Supplied text:
[Start of Attachment]

While he loved fitness at a young age, Perrotta went a different route when it came time to choosing a career. As he was in the process of becoming a fitness instructor, Perrotta backed out as the technology era was on the rise.

“I was more into computers and they were getting big at the time and the money was a bit better,” he said. “My two passions were fitness and computers and computers just kind of exploded.”

While Perrotta went into the world of tech, he still always made sure to keep active by playing basketball, racquetball and football with some friends. Perrotta didn’t leave the tech world fully for a long time, but he did many private training sessions, for no profit, where he would go through workout routines that he had learned with family and friends.

“I was in the computer world for many years, but when you fix somebody’s health, it’s priceless and it’s more rewarding,” he said. “I was making quite a bit of money in computers, but eventually I went for more quality of life. That’s why I thought more about the health and fitness industry.”

In between working with computers and training with individuals on the side, Perrotta became a Myofascial Pain Therapist, a type of therapy that involves specific manipulations of the muscles, fascia and connective tissues to promote healing and reduce pain.

[End of Attachment]

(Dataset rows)
[Start of Attachment]

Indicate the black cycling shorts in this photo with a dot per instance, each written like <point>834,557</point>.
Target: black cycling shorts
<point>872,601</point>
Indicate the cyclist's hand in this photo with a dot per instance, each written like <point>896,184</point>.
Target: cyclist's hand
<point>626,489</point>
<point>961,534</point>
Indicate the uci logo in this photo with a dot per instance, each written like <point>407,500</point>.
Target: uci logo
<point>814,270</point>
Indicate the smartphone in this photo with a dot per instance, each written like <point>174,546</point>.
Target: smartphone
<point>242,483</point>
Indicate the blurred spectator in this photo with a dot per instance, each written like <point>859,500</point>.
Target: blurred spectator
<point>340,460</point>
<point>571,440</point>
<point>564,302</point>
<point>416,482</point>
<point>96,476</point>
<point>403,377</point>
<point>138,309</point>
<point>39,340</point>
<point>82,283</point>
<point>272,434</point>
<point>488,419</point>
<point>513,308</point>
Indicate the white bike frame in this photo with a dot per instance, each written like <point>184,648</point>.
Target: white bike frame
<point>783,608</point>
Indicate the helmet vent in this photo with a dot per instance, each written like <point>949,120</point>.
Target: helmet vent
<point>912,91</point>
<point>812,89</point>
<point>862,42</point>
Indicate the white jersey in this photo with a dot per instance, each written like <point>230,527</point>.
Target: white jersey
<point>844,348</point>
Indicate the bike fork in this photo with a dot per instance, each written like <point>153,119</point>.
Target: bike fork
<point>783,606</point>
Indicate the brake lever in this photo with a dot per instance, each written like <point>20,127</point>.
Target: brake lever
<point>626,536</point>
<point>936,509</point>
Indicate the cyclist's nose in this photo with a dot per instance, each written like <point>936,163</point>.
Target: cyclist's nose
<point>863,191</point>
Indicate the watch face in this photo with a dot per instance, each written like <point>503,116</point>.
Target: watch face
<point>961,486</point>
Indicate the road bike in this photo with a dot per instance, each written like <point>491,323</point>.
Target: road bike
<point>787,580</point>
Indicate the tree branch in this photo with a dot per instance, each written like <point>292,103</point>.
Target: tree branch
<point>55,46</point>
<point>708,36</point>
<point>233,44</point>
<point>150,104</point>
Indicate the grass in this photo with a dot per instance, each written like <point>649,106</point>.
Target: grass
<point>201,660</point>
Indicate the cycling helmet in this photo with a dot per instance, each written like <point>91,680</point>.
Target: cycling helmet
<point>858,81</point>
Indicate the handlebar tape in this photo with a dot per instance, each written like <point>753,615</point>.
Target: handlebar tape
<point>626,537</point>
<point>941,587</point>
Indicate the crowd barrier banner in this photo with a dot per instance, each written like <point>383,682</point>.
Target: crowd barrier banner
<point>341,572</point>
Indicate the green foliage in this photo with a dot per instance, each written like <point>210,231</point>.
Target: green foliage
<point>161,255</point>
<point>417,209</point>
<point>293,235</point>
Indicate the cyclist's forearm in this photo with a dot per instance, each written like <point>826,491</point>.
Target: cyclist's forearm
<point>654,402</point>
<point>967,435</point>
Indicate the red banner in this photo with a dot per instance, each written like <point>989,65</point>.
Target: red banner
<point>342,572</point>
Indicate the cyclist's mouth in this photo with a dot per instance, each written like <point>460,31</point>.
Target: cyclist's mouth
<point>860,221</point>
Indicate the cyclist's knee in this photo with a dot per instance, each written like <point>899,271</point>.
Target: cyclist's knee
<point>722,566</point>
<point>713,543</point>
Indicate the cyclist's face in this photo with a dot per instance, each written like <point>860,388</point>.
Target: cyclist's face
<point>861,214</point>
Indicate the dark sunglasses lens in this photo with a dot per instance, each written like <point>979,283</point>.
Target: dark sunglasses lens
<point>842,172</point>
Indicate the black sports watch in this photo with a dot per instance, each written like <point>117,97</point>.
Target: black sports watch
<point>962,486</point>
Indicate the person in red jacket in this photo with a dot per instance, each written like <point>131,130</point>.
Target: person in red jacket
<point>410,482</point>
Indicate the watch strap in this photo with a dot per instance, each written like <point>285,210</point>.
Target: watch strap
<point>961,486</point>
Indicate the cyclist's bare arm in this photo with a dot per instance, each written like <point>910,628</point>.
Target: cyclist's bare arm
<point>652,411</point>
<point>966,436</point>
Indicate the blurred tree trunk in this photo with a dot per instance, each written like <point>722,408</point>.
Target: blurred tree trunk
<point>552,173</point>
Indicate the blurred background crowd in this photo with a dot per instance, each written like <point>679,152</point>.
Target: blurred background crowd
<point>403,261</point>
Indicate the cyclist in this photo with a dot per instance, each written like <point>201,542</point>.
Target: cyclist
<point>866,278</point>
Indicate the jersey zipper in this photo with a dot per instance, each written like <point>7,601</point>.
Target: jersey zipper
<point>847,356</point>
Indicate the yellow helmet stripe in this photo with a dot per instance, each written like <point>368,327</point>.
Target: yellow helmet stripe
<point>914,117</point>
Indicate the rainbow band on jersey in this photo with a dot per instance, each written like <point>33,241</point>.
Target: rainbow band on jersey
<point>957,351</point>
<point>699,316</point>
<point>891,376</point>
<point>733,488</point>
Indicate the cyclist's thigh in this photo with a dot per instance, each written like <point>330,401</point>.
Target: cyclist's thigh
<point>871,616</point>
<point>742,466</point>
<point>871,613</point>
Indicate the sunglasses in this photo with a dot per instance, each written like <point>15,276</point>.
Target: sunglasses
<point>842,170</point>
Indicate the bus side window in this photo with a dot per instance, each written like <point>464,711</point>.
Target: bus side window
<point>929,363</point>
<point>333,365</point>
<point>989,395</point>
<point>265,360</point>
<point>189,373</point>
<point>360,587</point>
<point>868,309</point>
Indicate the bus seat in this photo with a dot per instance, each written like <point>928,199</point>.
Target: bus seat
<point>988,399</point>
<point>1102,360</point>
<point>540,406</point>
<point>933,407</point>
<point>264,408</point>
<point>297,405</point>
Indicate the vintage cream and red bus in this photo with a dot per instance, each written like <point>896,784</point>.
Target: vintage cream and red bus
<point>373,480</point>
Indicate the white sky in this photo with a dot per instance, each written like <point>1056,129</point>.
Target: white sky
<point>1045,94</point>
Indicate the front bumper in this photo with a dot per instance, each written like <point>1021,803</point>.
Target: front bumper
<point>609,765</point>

[End of Attachment]

Required tasks:
(a) Copy everything in the Perrotta profile from "In between working" down to "and reduce pain.", swapping "connective tissues" for "surrounding tissues".
(b) Say whether each statement agrees with the Perrotta profile, answering yes or no and quoting the words that decide it: (i) Perrotta finished becoming a fitness instructor before moving into computers. (ii) Perrotta charged money for his private training sessions. (iii) Perrotta played racquetball to stay active while working in tech.
(c) Write what comes next in the Perrotta profile, picking up after its final sentence.
These rows have no connection to the Perrotta profile.

Replies:
(a)
In between working with computers and training with individuals on the side, Perrotta became a Myofascial Pain Therapist, a type of therapy that involves specific manipulations of the muscles, fascia and surrounding tissues to promote healing and reduce pain.

(b)
(i) No: "Perrotta backed out as the technology era was on the rise."
(ii) No: "he did many private training sessions, for no profit"
(iii) Yes: "he still always made sure to keep active by playing basketball, racquetball and football with some friends"

(c)
“I used the knowledge I learned from reading books about it and, from there, I worked on friends and family and everyone had the same response of not feeling discomfort and that was very rewarding,” Perrotta said.

After Perrotta was furloughed from his computer job, he used the time to become a therapist in 2009 after enrolling at the Pittsburgh School of Pain Management. After an intense yearlong training course, Perrotta returned to New York to improve upon helping people manage pain with his trigger point therapy knowledge and make a living by improving people’s health. While he once again had to return to his computer job to earn a steady paycheck, Perrotta, for years, attempted to find a way to make a living through therapy and fitness.

“I was with my wife and we’ve been together since 1999, but it was only until I left my stressful job about four years ago that we got married because I was always working with computers while doing therapy and personal training,” said Perrotta.

Focusing more on improving his quality of life, Perrotta decided to work closer to his home in Rockville Centre and four years ago, became a personal trainer at the Friedberg JCC and ever since has been training people who have many different issues and goals.

“I’ve been working out for 40 years but without a trainer to push me, there are too many distractions,” said Gary Meyer from Long Beach.

Everything has come full circle for Perrotta as he now has settled into his dream position. After his father instilled the love of fitness in him and his brothers, he now is able to use the same techniques his father used to get his clients to love to exercise.

“I would have never been motivated to move and I wouldn’t have the strength I do,” said Ellen Stern, a member of the JCC. “Personal training is very beneficial.”

Perrotta said he loves being able to help any way he can. “It’s very rewarding to see someone who has a problem raising their arm because of weakness, or a neurological issue, and you train that person to where they can lift their arm over their head, comb their own hair again, feed themselves again, scratch their own back,” he said. “To get people to live normal or improve their everyday life, that’s an accomplishment.”